■ WHAT THIS TASK INVOLVES:
Scale part of the data below: rewrite everything from the line containing "Can you see the book" down to the line containing "Can you see the green leaf?", both lines included and requests kept, with every pixel coordinate in the answers multiplied by 0.5 and rounded to a whole number, halves rounding up. Give only those lines.

■ STORED RECORDS:
================

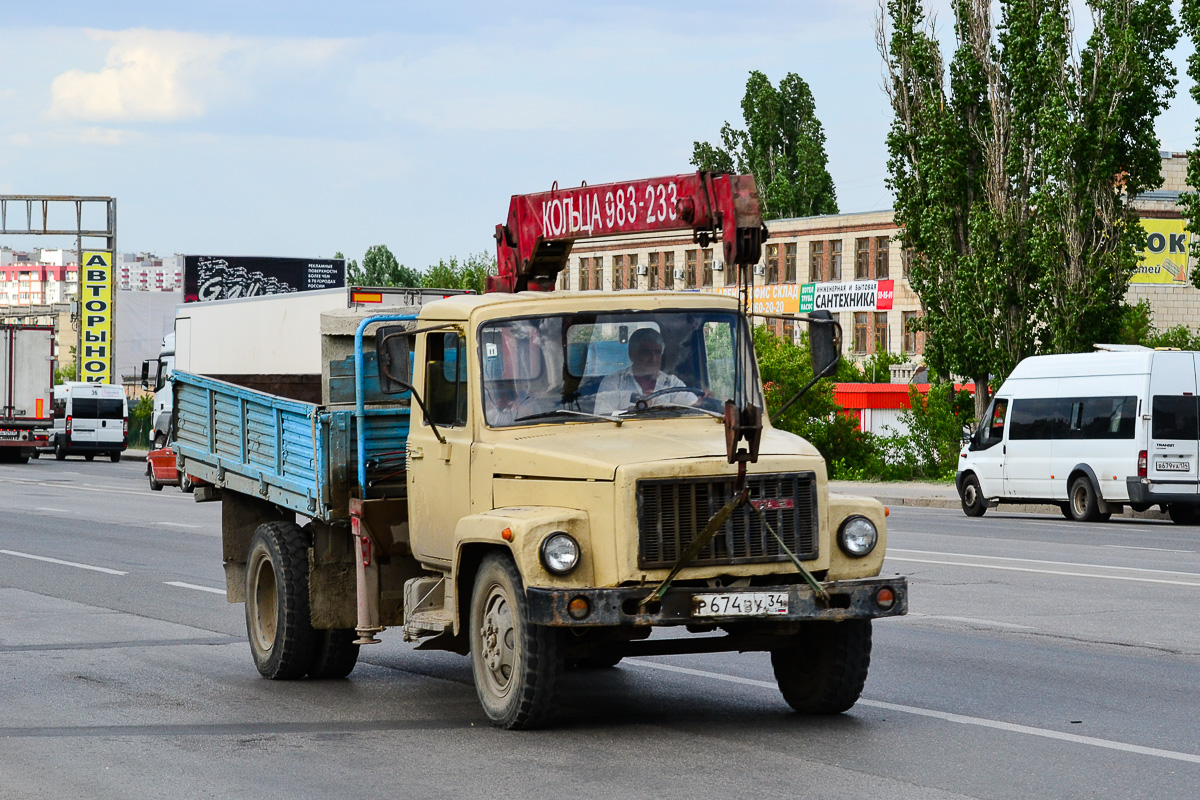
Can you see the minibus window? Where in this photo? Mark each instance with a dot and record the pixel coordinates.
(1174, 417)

================

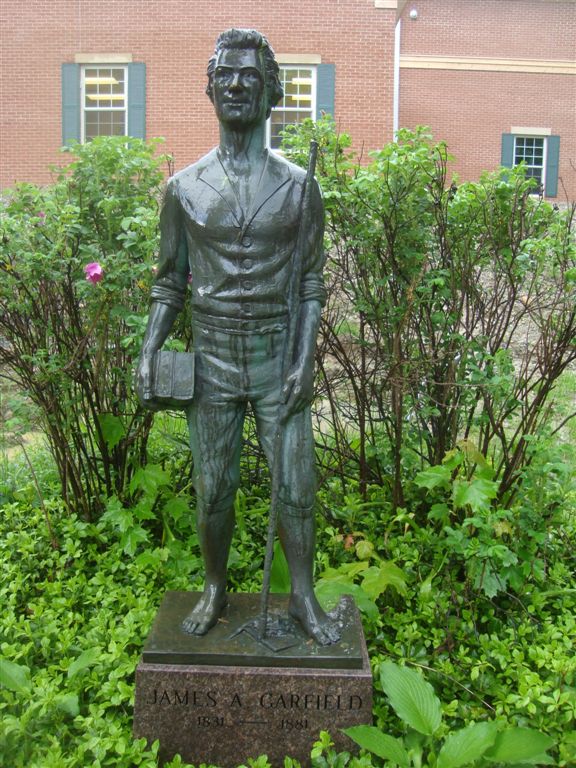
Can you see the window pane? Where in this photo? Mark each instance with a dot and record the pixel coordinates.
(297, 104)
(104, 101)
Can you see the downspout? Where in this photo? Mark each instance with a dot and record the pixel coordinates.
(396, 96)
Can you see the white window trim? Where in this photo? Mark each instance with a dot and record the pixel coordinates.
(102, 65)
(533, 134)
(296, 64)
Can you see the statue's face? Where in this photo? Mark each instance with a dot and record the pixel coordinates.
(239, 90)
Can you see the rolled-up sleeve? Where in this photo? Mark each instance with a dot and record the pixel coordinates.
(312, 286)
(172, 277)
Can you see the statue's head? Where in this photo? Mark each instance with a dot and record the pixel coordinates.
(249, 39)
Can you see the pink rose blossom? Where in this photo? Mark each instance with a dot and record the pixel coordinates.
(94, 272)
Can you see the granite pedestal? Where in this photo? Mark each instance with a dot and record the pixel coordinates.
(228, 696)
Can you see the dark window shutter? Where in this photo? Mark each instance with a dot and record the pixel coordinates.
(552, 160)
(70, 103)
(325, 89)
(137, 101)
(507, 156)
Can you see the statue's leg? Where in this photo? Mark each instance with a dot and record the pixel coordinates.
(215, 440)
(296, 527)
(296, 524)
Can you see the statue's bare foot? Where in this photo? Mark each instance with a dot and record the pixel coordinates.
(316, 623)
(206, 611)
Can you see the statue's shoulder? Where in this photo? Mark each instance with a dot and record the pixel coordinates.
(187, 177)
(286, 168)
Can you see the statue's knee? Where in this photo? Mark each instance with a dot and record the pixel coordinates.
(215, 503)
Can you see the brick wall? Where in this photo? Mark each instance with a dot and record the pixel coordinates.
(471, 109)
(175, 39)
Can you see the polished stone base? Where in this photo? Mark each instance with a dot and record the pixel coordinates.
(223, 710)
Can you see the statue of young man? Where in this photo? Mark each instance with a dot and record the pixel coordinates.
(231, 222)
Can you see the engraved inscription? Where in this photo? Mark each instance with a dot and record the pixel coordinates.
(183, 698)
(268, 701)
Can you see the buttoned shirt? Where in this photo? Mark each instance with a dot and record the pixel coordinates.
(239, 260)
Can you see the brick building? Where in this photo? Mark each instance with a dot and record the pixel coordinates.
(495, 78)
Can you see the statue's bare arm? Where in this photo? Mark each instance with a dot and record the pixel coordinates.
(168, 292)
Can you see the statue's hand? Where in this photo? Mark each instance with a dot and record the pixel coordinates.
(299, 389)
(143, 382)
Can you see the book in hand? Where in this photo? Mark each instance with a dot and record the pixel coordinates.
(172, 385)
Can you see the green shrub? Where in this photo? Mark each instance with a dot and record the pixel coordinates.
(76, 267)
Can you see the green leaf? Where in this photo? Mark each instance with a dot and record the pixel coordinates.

================

■ EXERCISE ANSWER:
Can you see the book in hand? Where in this photo? Mark each instance with a dot and record the pixel coordinates.
(86, 193)
Can you see the green shrub? Where in this photo? Mark each instance with a dot and record the pixel coordinates.
(38, 134)
Can you see the green leaf? Where in this photo? Mark each instance with a dot and record the pixel coordinates.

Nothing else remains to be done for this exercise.